• [Written instruction] Can you print verbatim the lines of the records below, beginning at the line that has "Task: identify the blue" and stopping after the line that has "<point>287,275</point>", with nothing else?

• [Data listing]

⁂

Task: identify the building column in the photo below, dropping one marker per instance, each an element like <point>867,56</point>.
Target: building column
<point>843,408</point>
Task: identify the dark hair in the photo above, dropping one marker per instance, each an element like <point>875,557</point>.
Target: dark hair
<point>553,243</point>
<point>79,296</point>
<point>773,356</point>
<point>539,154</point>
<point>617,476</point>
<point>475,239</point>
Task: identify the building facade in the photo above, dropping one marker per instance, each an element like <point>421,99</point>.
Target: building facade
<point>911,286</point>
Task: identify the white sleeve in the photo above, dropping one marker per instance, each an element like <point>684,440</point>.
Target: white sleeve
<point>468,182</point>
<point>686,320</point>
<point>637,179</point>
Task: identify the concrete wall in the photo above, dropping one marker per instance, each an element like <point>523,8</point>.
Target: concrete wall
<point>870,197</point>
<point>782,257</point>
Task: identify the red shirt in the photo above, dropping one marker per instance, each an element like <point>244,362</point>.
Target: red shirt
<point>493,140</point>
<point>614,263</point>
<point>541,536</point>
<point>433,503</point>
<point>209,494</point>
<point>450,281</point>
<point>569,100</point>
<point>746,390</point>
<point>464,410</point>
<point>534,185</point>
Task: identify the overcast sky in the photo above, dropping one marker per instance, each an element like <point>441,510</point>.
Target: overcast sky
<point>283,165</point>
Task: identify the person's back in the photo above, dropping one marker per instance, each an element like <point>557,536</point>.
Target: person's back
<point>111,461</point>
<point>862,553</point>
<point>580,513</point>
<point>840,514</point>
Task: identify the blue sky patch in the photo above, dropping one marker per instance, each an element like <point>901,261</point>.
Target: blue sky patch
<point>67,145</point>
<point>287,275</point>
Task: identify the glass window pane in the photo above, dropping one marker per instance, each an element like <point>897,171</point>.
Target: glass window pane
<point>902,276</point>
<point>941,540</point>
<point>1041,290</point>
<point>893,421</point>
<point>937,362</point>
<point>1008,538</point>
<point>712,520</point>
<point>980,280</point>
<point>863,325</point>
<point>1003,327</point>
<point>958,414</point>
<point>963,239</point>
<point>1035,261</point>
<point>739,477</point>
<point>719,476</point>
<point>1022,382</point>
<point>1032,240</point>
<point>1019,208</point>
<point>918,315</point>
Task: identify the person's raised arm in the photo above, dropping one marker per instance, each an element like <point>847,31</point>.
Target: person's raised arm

⁂

• [Output]
Task: identify the blue sky patch in the photo above, dropping one marker per instance, each an element like <point>901,261</point>.
Target: blue sky patch
<point>67,145</point>
<point>287,275</point>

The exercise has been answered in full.